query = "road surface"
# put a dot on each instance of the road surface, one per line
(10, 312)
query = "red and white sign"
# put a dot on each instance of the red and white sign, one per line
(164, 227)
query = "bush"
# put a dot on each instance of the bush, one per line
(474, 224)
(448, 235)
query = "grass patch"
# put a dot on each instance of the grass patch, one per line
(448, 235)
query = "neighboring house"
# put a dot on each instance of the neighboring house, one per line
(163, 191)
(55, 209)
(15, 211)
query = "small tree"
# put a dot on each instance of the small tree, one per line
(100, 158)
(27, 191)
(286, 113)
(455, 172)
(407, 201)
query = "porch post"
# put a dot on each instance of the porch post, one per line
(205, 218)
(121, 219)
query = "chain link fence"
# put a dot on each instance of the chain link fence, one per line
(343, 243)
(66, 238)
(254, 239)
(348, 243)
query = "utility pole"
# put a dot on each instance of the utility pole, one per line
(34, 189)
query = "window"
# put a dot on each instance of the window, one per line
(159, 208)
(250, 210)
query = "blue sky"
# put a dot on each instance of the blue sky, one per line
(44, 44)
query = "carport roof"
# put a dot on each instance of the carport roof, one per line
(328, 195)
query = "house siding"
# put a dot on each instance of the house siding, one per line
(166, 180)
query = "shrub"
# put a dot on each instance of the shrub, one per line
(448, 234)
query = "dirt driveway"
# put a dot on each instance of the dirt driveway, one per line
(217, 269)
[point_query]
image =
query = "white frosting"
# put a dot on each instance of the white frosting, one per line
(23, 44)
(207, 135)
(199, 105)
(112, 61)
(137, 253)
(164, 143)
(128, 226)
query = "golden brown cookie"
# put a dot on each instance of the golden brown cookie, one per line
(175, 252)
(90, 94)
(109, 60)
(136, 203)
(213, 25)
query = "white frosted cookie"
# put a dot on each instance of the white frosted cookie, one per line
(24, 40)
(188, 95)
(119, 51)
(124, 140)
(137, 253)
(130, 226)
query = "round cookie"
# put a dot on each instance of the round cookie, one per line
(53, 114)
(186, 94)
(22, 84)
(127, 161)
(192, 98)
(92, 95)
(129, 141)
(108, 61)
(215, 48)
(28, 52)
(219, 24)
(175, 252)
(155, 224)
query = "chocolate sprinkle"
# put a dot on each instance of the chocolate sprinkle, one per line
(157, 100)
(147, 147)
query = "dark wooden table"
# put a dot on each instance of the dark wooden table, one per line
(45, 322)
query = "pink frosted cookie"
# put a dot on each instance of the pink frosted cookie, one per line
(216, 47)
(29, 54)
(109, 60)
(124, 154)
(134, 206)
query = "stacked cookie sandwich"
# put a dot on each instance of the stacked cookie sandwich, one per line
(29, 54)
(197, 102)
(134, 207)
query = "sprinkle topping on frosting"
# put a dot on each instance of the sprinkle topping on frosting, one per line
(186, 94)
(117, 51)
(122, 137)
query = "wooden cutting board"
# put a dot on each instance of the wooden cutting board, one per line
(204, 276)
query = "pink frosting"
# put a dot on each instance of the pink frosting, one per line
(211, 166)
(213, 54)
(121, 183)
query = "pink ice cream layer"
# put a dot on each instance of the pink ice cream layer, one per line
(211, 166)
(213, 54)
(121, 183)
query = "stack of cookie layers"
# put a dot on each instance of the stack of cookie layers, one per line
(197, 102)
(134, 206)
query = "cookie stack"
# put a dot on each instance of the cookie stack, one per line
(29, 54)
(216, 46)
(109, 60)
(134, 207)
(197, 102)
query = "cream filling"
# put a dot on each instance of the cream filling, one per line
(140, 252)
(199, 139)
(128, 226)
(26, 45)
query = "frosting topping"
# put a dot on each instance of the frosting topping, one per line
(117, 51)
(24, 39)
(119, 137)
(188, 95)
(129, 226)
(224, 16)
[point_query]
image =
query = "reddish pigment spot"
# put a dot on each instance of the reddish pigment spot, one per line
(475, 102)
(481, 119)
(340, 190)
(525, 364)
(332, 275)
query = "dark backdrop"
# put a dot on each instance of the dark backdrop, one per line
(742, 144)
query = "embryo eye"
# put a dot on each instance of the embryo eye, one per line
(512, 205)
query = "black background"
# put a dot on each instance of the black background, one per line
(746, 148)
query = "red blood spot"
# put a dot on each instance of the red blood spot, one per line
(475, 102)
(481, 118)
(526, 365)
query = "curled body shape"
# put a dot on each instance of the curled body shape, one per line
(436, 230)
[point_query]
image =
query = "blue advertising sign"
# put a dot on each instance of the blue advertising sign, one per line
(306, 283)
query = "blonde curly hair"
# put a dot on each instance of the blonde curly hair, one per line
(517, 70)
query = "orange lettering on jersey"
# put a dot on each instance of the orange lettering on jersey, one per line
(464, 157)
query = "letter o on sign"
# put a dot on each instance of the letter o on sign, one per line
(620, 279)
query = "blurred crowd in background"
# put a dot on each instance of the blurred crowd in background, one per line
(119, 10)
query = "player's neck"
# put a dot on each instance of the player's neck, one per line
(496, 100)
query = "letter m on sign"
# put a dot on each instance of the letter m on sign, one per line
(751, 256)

- [What the task asks]: The output should restate the data exactly, with no line missing.

- [Answer section]:
query = "road surface"
# put a dot on each instance of the road surface, one per line
(10, 312)
query = "red and white sign"
# put a dot on each instance of the red and white sign, one per line
(164, 227)
query = "bush"
# put a dot on each instance of the bush, one per line
(474, 224)
(448, 235)
query = "grass patch"
# put a dot on each instance of the grass patch, one per line
(448, 235)
query = "neighboring house"
# put a dot on each instance of the neighboring house, one per line
(163, 191)
(55, 209)
(15, 211)
query = "small tree"
# put a dot on each instance of the small tree, one per line
(100, 158)
(27, 191)
(286, 113)
(455, 172)
(407, 201)
query = "porch post"
# put a dot on each instance of the porch post, one per line
(205, 218)
(121, 219)
query = "chain link fence"
# put a dot on each instance of the chain link fence, one per line
(343, 243)
(66, 238)
(254, 239)
(348, 243)
query = "utility pole"
# put a dot on each instance of the utility pole, one per line
(34, 189)
query = "window"
# put a dot on each instance of the window, one per line
(159, 208)
(250, 210)
query = "blue sky"
# put a dot on each instance of the blue sky, one per line
(44, 44)
query = "carport roof"
# put a dot on each instance of the carport roof, one per line
(328, 195)
query = "house siding"
# put a dot on each instance of the house siding, one per line
(166, 180)
query = "shrub"
# put a dot on each instance of the shrub, one per line
(448, 234)
query = "dirt driveway"
# put a dot on each instance of the dirt driveway, one per line
(217, 269)
[point_query]
image =
query = "white frosting"
# put a dot on each instance of the white frosting, one per line
(23, 44)
(207, 135)
(199, 105)
(112, 61)
(137, 253)
(164, 143)
(128, 226)
query = "golden brown cookie"
# put a dot on each instance of the golden brown cookie, one per line
(175, 252)
(90, 94)
(109, 60)
(136, 203)
(213, 25)
query = "white frosted cookie"
# put a dot on each instance of the white frosted cookie, one per line
(24, 40)
(188, 95)
(119, 51)
(124, 140)
(137, 253)
(130, 226)
query = "round cookie"
# put a dot on each instance of the round cookie, one per line
(53, 114)
(186, 94)
(22, 84)
(127, 161)
(192, 98)
(92, 95)
(129, 141)
(108, 61)
(215, 48)
(28, 52)
(219, 24)
(175, 252)
(155, 224)
query = "chocolate sprinkle"
# put a dot on each instance of the chocolate sprinkle, one per line
(157, 100)
(147, 147)
query = "dark wooden table"
# put a dot on each instance of the dark wooden table, one per line
(45, 322)
query = "pink frosted cookie"
# put a dot on each instance of the pink frosted cookie, one per line
(216, 47)
(29, 54)
(109, 60)
(124, 154)
(134, 206)
query = "stacked cookie sandwich"
# put a dot on each instance of the stacked cookie sandwich, one per line
(29, 54)
(197, 102)
(134, 207)
query = "sprinkle topping on frosting"
# put a dot on each instance of the sprinkle topping on frosting, one per line
(186, 94)
(117, 51)
(122, 137)
query = "wooden cutting board"
# put a dot on each instance of the wooden cutting board, one per line
(204, 276)
query = "pink frosting"
# put a dot on each instance of the pink frosting, one per line
(211, 166)
(213, 54)
(121, 183)
query = "pink ice cream layer"
# put a dot on each instance of the pink ice cream layer, one per line
(211, 166)
(213, 54)
(121, 183)
query = "stack of cookie layers"
# put a dot on each instance of the stack of cookie layers, one per line
(197, 102)
(134, 206)
query = "cookie stack"
# put a dot on each instance of the cookie stack, one per line
(29, 54)
(216, 46)
(109, 60)
(134, 207)
(197, 102)
query = "cream filling"
# put a dot on each instance of the cream filling, one per line
(140, 252)
(199, 139)
(128, 226)
(26, 45)
query = "frosting topping"
# put a dot on each instance of the frosting topping, one per line
(117, 51)
(24, 39)
(119, 137)
(188, 95)
(129, 226)
(224, 16)
[point_query]
image =
query = "reddish pigment spot"
# put a dot on each instance of the reddish pigment spot, one per line
(475, 102)
(481, 119)
(340, 190)
(525, 364)
(332, 275)
query = "dark backdrop"
# put a dot on each instance of the dark backdrop, one per line
(742, 144)
query = "embryo eye"
# put a dot on each instance of the embryo eye, one per line
(512, 205)
query = "black background"
# put a dot on each instance of the black background, one per line
(746, 148)
query = "red blood spot"
# put a dot on each instance of the red blood spot, one per line
(475, 102)
(481, 118)
(526, 365)
query = "curled body shape"
# put a dot on each instance of the curled body shape, one per line
(436, 230)
[point_query]
image =
query = "blue advertising sign"
# put a dot on each instance of the blue advertising sign, one per line
(306, 283)
query = "blonde curly hair"
# put a dot on each instance of the blonde curly hair, one per line
(517, 70)
query = "orange lettering on jersey"
# put a dot on each instance of the orange lettering on jersey, one per line
(464, 157)
query = "letter o on sign"
# put a dot on each instance of the letter o on sign, one per line
(620, 279)
query = "blurred crowd in background"
# put a dot on each instance of the blurred crowd in background, one per line
(119, 10)
query = "player's neck"
# put a dot on each instance of the player's neck, one per line
(496, 100)
query = "letter m on sign"
# put a dot on each instance of the letter m on sign, one per line
(751, 256)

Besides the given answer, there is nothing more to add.